#### Tu tarea:
Selecciona y copia todas las líneas de los registros que contengan la palabra "light". Ten en cuenta que se distingue entre mayúsculas y minúsculas.

#### Registros extraídos:
☆ ☆ ☆ ☆ ☆ ☆ ☆

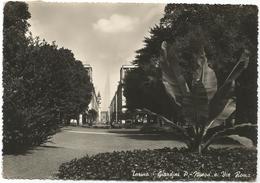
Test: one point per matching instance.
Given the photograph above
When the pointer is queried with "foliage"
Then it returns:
(224, 31)
(207, 41)
(163, 164)
(43, 85)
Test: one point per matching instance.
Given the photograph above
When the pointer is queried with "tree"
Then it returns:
(223, 31)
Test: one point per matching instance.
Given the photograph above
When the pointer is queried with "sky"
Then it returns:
(104, 35)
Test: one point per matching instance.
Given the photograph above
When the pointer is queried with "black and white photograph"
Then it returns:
(124, 91)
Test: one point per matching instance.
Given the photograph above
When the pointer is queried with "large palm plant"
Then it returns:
(204, 105)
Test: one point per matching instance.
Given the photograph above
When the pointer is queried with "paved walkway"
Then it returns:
(75, 142)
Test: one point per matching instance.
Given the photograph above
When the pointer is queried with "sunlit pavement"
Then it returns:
(75, 142)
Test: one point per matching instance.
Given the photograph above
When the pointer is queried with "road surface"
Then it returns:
(75, 142)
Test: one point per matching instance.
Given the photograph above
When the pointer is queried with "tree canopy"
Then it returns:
(43, 85)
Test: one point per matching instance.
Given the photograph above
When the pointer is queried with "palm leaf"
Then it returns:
(225, 114)
(219, 131)
(172, 78)
(223, 94)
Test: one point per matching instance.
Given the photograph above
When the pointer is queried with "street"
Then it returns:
(75, 142)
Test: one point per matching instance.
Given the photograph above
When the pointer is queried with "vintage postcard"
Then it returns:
(129, 91)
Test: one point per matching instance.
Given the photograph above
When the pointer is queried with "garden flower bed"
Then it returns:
(237, 164)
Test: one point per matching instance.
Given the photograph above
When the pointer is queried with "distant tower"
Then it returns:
(99, 109)
(106, 98)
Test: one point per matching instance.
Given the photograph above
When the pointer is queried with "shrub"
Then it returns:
(163, 164)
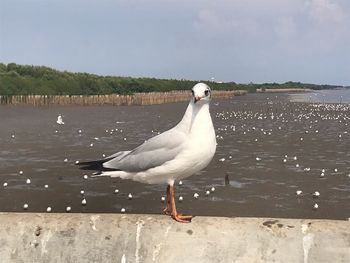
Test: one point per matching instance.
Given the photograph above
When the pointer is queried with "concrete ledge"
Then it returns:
(26, 237)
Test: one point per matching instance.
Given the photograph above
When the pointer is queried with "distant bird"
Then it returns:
(172, 155)
(60, 120)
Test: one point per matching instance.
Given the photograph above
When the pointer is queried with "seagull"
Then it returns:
(172, 155)
(60, 120)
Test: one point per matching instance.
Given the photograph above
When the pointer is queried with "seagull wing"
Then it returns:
(152, 153)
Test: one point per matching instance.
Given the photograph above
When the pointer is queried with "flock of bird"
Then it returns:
(257, 125)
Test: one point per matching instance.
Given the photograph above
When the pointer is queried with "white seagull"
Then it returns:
(172, 155)
(60, 120)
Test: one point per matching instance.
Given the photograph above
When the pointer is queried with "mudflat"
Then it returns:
(269, 148)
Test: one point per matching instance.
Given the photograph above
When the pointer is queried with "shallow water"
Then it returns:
(323, 96)
(263, 126)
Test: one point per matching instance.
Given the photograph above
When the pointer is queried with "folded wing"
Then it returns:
(152, 153)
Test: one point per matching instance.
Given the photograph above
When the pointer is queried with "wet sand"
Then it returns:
(255, 132)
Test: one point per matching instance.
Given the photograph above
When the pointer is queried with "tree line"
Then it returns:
(16, 79)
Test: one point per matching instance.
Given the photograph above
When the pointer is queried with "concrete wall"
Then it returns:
(125, 238)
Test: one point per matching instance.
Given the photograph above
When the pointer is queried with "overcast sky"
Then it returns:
(231, 40)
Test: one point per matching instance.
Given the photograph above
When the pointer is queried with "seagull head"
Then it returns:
(201, 93)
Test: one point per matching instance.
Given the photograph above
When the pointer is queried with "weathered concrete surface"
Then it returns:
(26, 237)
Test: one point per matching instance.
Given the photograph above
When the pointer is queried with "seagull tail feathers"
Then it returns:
(96, 165)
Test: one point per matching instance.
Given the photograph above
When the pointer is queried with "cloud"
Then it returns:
(326, 12)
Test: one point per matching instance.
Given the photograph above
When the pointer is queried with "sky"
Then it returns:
(231, 40)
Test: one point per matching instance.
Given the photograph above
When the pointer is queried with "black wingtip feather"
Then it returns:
(95, 165)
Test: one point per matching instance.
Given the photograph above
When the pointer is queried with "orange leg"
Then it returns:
(166, 209)
(174, 214)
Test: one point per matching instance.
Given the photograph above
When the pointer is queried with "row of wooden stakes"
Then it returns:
(112, 99)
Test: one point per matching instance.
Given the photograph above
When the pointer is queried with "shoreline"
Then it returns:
(152, 98)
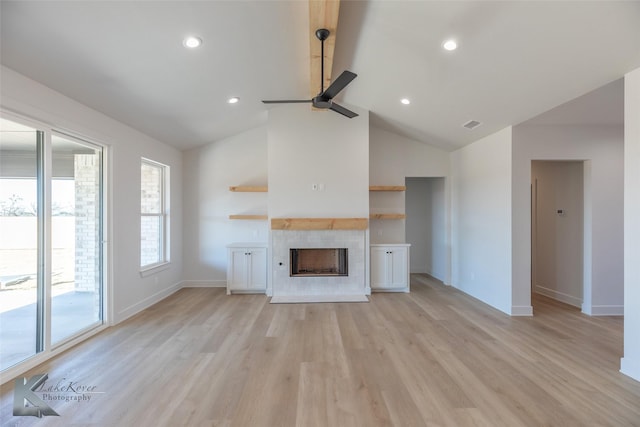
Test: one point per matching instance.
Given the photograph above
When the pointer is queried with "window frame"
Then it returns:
(163, 217)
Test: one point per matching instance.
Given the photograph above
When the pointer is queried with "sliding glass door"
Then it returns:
(51, 261)
(20, 243)
(76, 237)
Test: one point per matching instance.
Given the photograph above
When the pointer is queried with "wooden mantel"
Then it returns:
(319, 223)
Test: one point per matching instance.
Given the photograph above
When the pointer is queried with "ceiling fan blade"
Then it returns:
(286, 101)
(340, 109)
(338, 84)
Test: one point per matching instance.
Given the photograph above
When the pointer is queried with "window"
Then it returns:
(154, 225)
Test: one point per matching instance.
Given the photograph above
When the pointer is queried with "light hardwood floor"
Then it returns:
(434, 357)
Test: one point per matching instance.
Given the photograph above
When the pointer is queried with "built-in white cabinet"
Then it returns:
(390, 267)
(247, 268)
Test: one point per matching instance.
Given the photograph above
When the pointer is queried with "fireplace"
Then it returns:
(313, 262)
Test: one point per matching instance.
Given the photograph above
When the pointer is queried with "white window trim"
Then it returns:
(150, 269)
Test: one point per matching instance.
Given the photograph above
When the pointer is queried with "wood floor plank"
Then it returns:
(433, 357)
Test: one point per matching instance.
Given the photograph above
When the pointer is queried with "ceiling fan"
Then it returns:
(324, 100)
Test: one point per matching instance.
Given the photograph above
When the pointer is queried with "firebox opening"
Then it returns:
(319, 262)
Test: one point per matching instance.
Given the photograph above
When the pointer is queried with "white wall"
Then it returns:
(307, 147)
(209, 172)
(481, 220)
(601, 147)
(426, 226)
(392, 158)
(557, 238)
(130, 292)
(630, 363)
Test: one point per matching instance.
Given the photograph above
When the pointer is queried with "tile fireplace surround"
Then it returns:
(352, 285)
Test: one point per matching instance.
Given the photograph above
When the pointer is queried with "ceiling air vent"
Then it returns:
(471, 124)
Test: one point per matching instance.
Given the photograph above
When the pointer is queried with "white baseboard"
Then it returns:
(292, 299)
(630, 367)
(603, 310)
(559, 296)
(204, 283)
(146, 303)
(521, 310)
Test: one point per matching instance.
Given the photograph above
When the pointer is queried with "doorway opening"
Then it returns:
(425, 228)
(557, 231)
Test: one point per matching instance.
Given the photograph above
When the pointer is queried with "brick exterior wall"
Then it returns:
(87, 226)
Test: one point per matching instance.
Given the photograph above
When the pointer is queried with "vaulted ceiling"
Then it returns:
(515, 60)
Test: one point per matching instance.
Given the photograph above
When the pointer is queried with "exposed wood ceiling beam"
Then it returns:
(322, 14)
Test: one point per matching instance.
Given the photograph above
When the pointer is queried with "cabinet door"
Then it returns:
(379, 261)
(257, 269)
(398, 265)
(237, 273)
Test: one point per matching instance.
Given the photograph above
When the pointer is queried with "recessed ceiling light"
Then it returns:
(192, 42)
(450, 45)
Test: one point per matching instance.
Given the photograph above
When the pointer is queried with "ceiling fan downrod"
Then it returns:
(322, 34)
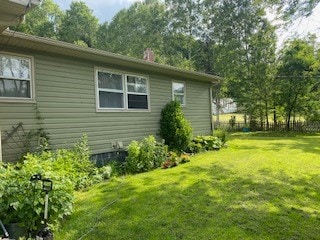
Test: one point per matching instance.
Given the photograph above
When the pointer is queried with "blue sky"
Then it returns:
(104, 10)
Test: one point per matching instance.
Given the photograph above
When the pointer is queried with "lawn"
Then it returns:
(261, 187)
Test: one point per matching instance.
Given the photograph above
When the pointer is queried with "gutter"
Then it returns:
(57, 47)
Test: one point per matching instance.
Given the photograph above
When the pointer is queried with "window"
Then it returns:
(137, 92)
(110, 90)
(15, 77)
(119, 91)
(179, 92)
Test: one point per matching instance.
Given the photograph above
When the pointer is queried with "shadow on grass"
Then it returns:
(205, 203)
(306, 142)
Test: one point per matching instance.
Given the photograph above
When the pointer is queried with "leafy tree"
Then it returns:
(79, 25)
(135, 29)
(298, 66)
(184, 20)
(43, 21)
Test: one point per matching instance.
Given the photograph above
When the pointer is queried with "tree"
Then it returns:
(134, 29)
(296, 77)
(43, 21)
(184, 20)
(79, 25)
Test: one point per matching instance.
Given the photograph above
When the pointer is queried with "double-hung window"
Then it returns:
(120, 91)
(179, 92)
(111, 92)
(137, 92)
(15, 77)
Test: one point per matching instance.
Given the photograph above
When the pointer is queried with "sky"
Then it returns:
(105, 10)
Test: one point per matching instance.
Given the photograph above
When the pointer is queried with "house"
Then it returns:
(67, 90)
(226, 105)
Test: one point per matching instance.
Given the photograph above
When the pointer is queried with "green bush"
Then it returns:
(22, 200)
(145, 155)
(174, 128)
(204, 143)
(222, 135)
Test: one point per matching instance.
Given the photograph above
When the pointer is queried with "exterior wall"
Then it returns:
(65, 100)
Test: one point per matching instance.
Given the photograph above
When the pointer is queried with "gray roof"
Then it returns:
(29, 42)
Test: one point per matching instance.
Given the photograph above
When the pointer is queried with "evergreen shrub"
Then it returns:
(174, 128)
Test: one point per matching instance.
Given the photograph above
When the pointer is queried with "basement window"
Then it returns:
(15, 77)
(121, 91)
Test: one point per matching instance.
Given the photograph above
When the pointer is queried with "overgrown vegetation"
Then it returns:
(174, 128)
(145, 155)
(21, 200)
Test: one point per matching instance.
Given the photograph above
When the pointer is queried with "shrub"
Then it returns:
(222, 135)
(146, 155)
(22, 200)
(174, 128)
(205, 143)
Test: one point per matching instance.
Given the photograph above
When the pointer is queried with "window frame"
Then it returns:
(184, 104)
(30, 59)
(125, 91)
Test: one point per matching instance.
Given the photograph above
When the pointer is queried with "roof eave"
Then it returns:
(63, 48)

☆ ☆ ☆ ☆ ☆ ☆ ☆

#### Resultado del ejercicio:
When the pointer is queried with "light hardwood floor"
When the pointer is queried with "recessed ceiling light"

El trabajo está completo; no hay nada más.